* Document excerpt *
Hearing Highlights Importance of Paid Family Leave, Strengthening Social Security and Closing Pay Gap
Washington, D.C. - Today, U.S. Senator Bob Casey (D-PA), Ranking Member of the U.S. Senate Special Committee on Aging, held a hearing entitled, “Women and Retirement: Unique Challenges and Opportunities to Pave a Brighter Future.” The hearing focused on the barriers that women face in planning for a financially secure retirement and how the COVID-19 pandemic has exacerbated these challenges. Senator Casey and U.S. Senator Susan Collins (R-ME), Chairman of the Aging Committee, highlighted the findings of a new Government Accountability Office (GAO) report that they requested, which details how factors such as pay inequality, time spent caregiving and access to Social Security benefits affect women’s retirement security. Senator Casey also highlighted his legislation, the Surviving Widow(er) Income Fair Treatment (SWIFT) Act, which would assist many women in maximizing their Social Security benefits.
“As millions of women are experiencing job and income loss caused by the pandemic, it is more than important than ever to strengthen our retirement system so that women are not at risk of falling into poverty in their golden years,” said Senator Casey. “The GAO report highlights what we already know—that lower pay, more time spent out of the workforce caring for others and longer life expectancy all make it more difficult for women to save and result in women being more likely to fall into poverty in old age. To ensure that all women are able to achieve financial security in retirement, we must close the gender pay gap, strengthen Social Security benefits, create permanent paid family leave and secure workers’ hard-earned pensions. Legislation, including my bill, the SWIFT Act, has been introduced to address these needs. We must pass these bills without further delay.”
Median earnings for women who work full-time year-round are only 82 percent of male workers’ median earnings. According to GAO’s report, over the course of a full career, this difference in earnings compounds and can result in a median-earning woman earning close to half a million dollars less than a median-earning man. Women are also more likely to spend unpaid time out of the workforce providing care to children, spouses or other family. All of these factors result in women having less money to save and reduce women’s Social Security benefits and total retirement incomes. Women’s longer average life expectancies also mean that women have more years of retirement to save for and additional medical costs to cover. As a result, women are significantly more likely to live in poverty as they grow older.
As the Comptroller General of the United States, Gene Dodaro is the head of the GAO, the non-partisan watchdog of the federal government, which investigates and publishes hundreds of reports each year on the performance and accountability of federal departments and agencies. GAO reports and investigations can be requested by Members of Congress or Congressional committees. Mr. Dodaro testified at the hearing on the GAO’s July 2020 report on women’s retirement security. “Social Security income plays an important role in helping older women achieve their goals of maintaining their independence and covering their essential expenses, according to our focus group discussions,” said Mr. Dodaro. “Focus group participants discussed their perspectives on government programs, including Social Security, more than any other topic. In 11 focus groups, women specifically expressed concern about losing their Social Security or Medicare benefits, and several women described Social Security as a financial resource that helps them to maintain their lifestyle in retirement.”

* Questions to answer *
- a) Answer these questions from the press release on women and retirement:
(i) What share of male workers' median earnings do women who work full-time year-round earn?
(ii) Who heads the GAO?
(iii) In how many focus groups did women express concern about losing their Social Security or Medicare benefits?
- b) In the press release on women and retirement, Senator Casey names several things that "we must" do so that all women can achieve financial security in retirement. List all of them.

[Referring expression pointing data]
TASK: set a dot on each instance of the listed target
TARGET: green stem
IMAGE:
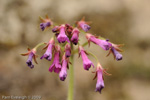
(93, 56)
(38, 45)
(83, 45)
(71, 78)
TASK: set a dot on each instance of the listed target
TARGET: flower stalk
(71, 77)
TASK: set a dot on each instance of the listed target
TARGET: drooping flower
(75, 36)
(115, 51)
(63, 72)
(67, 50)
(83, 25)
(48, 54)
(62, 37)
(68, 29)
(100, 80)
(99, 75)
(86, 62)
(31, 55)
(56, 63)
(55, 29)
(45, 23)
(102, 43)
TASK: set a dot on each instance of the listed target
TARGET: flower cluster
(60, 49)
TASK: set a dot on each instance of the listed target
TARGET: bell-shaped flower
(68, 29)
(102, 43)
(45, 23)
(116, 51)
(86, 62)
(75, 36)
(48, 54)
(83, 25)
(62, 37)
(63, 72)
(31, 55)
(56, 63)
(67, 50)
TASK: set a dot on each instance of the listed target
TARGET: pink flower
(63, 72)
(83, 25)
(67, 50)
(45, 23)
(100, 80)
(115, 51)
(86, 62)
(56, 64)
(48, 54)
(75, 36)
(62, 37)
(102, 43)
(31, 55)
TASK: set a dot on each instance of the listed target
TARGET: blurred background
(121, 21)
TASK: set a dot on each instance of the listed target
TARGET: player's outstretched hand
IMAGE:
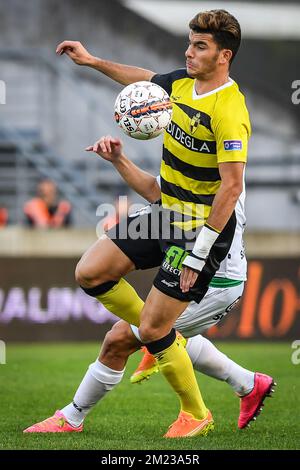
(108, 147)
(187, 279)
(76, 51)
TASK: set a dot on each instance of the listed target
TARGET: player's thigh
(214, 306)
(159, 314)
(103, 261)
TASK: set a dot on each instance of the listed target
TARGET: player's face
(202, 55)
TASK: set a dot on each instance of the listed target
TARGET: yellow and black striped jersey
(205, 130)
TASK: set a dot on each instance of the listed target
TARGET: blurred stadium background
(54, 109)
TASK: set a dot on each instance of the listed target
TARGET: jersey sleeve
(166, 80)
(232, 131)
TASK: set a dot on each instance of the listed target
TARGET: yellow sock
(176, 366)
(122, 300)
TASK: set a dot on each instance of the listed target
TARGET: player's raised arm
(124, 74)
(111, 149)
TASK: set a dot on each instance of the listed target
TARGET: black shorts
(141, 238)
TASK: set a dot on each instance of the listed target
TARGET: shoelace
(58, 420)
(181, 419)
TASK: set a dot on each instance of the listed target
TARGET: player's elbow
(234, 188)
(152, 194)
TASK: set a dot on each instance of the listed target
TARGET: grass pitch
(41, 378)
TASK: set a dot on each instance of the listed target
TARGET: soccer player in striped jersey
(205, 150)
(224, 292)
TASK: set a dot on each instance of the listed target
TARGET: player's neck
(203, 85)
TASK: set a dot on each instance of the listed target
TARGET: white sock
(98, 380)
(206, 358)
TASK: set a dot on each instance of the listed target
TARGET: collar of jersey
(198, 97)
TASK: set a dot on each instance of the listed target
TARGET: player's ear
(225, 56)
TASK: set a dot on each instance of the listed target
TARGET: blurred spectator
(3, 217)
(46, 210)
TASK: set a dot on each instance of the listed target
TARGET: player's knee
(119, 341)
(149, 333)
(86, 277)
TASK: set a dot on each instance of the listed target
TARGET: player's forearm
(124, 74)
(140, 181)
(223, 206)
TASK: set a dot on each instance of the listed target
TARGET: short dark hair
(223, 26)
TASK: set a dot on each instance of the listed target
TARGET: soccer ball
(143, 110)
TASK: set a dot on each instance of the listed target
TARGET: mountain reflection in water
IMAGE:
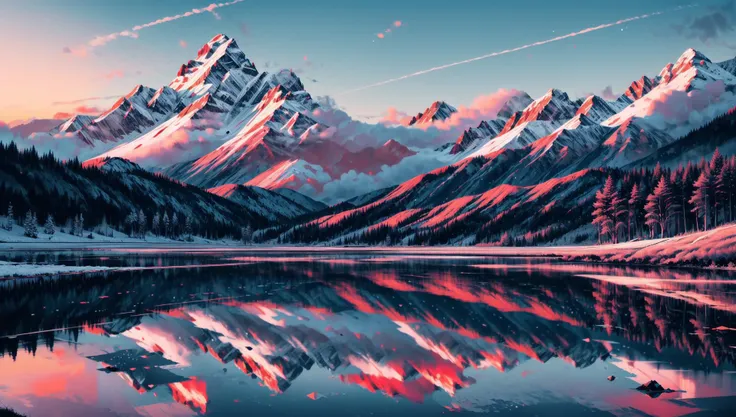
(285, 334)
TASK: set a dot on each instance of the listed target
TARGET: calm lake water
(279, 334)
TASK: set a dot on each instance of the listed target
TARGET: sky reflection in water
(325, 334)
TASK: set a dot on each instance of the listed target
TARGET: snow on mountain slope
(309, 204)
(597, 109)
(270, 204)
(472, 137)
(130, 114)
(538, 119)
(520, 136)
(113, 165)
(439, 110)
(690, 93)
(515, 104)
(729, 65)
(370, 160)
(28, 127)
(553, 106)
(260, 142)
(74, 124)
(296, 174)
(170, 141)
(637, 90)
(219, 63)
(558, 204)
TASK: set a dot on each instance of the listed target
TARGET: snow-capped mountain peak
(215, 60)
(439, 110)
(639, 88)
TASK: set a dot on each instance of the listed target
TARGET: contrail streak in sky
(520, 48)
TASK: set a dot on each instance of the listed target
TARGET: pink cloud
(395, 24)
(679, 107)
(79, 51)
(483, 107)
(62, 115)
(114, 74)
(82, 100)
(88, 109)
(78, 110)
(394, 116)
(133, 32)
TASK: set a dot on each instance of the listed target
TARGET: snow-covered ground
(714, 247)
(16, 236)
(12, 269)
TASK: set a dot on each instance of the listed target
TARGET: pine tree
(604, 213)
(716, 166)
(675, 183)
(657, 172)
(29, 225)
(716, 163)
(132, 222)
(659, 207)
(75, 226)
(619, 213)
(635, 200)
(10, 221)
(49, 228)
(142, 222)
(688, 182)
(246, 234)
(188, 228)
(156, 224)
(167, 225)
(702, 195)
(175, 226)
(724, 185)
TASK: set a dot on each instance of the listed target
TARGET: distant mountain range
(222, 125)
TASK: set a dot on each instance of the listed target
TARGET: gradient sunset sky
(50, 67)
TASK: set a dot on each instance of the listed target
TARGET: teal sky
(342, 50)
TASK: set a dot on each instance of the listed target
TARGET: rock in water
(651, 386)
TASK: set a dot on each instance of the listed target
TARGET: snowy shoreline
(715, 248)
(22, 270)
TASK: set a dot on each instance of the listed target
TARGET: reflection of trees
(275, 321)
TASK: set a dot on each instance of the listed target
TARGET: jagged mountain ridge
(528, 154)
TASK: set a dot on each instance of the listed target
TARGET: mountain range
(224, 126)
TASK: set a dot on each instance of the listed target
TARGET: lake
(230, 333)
==
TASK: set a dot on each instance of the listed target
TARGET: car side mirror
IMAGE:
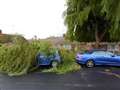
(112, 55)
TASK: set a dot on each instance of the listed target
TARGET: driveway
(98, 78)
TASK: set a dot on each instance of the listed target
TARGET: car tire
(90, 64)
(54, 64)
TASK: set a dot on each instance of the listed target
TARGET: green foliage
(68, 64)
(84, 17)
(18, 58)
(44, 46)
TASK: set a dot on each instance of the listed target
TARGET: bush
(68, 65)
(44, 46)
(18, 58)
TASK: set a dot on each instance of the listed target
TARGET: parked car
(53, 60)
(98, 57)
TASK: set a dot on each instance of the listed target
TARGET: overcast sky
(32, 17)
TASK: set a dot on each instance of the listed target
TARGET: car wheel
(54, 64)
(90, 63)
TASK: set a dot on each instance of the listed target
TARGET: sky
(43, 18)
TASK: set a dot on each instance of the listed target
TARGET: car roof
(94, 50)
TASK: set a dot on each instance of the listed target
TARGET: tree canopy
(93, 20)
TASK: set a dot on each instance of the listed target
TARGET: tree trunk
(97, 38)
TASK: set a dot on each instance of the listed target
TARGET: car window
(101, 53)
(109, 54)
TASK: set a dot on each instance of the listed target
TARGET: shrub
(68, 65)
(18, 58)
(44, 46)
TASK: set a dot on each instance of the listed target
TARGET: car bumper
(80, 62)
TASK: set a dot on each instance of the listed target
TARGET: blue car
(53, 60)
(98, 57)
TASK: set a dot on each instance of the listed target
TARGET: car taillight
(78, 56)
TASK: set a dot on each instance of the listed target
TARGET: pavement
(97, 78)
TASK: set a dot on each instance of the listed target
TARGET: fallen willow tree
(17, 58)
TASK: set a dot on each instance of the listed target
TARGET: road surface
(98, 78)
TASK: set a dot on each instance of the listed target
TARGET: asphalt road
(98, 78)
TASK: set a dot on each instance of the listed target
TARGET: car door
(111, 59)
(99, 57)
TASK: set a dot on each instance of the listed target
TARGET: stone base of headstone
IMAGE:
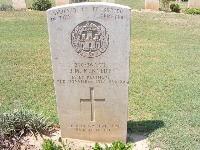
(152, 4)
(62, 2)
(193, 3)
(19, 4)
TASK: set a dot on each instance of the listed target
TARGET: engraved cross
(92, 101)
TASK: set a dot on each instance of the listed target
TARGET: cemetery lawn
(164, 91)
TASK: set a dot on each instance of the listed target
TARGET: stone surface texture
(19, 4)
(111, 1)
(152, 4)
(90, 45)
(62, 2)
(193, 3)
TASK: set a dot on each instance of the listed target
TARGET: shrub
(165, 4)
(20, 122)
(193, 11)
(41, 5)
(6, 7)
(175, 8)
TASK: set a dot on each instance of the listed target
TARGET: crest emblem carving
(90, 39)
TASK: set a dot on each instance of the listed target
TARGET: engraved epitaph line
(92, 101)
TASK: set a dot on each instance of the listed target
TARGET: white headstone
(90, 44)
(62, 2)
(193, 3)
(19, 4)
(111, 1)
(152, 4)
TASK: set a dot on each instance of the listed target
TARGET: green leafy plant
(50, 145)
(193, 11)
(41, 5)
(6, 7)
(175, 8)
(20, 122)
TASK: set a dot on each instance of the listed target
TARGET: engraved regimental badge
* * *
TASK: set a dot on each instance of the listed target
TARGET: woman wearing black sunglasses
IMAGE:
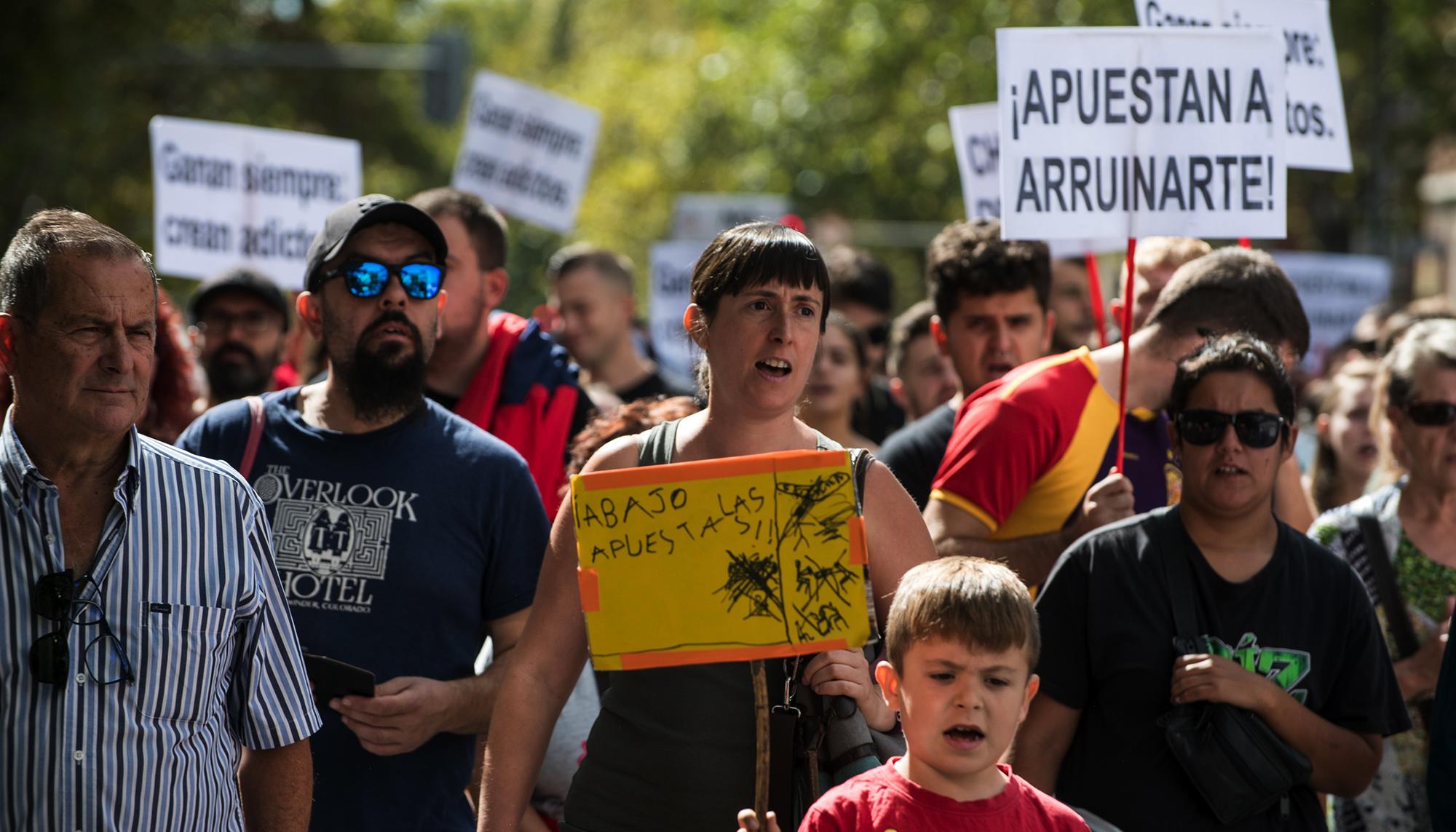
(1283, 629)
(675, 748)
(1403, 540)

* Answer set *
- a)
(i) 82 percent
(ii) Gene Dodaro, the Comptroller General of the United States
(iii) 11

- b)
- Close the gender pay gap
- Strengthen Social Security benefits
- Create permanent paid family leave
- Secure workers' hard-earned pensions